**TASK REQUIREMENTS**
Repeat, line for line, the entries below from the first line to the line containing "Exercise. Mark the open", counting both ends.

━━━━━━━━━━━━━━━━

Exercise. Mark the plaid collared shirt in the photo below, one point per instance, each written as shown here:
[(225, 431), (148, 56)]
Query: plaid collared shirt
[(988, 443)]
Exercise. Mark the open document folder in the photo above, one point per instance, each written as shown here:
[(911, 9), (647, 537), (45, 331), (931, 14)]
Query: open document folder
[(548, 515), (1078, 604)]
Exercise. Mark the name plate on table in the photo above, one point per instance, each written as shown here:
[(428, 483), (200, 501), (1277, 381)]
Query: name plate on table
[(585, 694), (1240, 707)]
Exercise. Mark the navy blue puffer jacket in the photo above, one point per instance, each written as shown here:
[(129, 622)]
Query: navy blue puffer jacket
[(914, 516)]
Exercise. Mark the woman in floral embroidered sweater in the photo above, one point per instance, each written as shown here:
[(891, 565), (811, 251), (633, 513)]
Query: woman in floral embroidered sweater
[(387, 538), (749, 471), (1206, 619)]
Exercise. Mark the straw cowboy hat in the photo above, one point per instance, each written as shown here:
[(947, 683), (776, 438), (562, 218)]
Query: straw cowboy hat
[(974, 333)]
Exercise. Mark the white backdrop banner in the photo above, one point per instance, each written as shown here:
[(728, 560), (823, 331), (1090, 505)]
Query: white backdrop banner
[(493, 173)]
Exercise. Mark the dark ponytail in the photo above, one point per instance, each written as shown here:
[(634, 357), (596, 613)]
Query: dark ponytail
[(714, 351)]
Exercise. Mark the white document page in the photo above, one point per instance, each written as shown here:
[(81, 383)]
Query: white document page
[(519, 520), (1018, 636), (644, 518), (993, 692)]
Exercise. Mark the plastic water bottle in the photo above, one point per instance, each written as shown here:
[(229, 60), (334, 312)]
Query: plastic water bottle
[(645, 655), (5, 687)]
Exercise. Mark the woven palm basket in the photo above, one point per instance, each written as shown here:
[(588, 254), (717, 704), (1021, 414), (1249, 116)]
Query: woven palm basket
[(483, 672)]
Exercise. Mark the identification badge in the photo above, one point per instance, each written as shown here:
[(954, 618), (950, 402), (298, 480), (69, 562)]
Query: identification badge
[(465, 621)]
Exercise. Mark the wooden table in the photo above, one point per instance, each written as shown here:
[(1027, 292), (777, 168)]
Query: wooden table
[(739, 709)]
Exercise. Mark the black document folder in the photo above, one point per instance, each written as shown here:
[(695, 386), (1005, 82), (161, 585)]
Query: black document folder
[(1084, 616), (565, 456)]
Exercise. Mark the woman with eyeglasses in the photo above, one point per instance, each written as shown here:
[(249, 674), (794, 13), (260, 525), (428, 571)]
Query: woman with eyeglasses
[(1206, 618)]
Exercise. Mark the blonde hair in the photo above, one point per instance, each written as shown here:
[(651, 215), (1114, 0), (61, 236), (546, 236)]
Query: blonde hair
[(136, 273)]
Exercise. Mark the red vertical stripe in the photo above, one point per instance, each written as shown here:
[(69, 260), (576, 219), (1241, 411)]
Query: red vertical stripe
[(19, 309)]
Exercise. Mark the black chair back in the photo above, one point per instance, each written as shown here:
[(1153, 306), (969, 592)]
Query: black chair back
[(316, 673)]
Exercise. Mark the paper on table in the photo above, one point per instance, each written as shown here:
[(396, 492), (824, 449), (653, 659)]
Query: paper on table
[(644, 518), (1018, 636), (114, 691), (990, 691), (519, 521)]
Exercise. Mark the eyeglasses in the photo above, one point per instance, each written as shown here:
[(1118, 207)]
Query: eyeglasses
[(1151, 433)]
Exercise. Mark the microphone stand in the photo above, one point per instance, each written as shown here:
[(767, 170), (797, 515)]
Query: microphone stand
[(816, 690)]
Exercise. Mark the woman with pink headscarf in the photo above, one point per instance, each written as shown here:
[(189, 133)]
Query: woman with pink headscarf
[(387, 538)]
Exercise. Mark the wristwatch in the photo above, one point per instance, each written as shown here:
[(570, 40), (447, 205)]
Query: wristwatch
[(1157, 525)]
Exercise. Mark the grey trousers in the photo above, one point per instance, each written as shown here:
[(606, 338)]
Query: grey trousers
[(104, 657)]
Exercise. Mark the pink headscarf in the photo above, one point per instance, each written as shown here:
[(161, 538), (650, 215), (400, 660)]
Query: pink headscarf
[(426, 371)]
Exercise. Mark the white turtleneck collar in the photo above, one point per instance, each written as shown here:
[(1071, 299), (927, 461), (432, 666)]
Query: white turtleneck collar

━━━━━━━━━━━━━━━━

**SOLUTION TO THIS EXERCISE**
Exercise. Mark the plaid collared shirt in the photo below, one point per instance, each written as shown here:
[(225, 431), (148, 56)]
Query: plaid collared shirt
[(988, 443)]
Exercise. Mark the open document folder in the photo above, one point per instance, each written as shown here:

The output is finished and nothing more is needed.